Aşağıdaki veride "water" kelimesini içeren satırları say ve yalnızca bu sayıyı yaz.

··· Girdi satırları ···

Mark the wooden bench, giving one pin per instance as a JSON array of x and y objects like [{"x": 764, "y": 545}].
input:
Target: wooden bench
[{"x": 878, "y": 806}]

···
··· Girdi satırları ···

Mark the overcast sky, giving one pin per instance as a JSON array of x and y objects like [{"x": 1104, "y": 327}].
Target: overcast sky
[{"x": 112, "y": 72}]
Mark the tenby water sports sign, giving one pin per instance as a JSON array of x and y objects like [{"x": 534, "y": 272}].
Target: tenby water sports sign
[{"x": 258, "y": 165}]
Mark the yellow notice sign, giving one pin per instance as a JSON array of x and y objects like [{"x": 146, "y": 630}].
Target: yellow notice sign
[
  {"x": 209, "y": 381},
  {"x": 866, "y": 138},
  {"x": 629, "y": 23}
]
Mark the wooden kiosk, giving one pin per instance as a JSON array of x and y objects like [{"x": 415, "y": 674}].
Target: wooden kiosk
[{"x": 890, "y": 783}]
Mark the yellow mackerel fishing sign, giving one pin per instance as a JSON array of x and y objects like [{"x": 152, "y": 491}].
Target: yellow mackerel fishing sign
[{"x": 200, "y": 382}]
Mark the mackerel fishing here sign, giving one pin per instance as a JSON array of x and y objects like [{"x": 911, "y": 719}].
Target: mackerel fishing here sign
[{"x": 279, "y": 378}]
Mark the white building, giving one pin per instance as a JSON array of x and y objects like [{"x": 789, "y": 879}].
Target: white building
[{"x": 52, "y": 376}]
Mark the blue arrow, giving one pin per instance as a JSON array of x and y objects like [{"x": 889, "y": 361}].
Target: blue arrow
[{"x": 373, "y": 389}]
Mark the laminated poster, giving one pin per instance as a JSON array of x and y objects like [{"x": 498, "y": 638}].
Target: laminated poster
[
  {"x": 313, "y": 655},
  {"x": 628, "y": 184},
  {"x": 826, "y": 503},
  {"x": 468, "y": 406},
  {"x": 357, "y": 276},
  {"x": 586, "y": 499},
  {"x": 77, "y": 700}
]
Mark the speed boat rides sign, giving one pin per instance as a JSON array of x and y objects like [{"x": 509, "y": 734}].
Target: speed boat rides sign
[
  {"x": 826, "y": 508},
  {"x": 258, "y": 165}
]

···
··· Girdi satırları ···

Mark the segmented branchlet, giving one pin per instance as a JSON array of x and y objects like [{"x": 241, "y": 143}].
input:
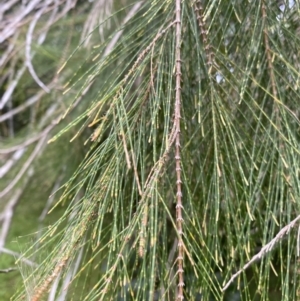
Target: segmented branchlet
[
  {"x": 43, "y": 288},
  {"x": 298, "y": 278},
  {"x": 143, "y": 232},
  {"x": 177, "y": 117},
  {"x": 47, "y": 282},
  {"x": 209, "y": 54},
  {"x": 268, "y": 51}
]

···

§ Sonuç
2